■ **YOUR OBJECTIVE**
Can you render the rows below as a Markdown table with two columns, No. and Line, giving each non-blank line its own numbered entry and leaving out blank lines?

■ **RECORDS SUPPLIED**
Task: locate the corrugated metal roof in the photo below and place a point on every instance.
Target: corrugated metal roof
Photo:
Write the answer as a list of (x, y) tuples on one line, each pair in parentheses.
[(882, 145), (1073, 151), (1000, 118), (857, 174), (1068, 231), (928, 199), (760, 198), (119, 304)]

■ **ANSWER TO THIS TASK**
| No. | Line |
|---|---|
| 1 | Task: locate the corrugated metal roof in the photo below and place a point on every instance. |
| 2 | Target: corrugated metal roof |
| 3 | Photo: |
| 4 | Write the answer as a list of (x, y) tuples on one line, each pair in parentheses. |
| 5 | [(882, 145), (1073, 151), (1000, 118), (857, 174), (1068, 231), (928, 199), (760, 198), (119, 304)] |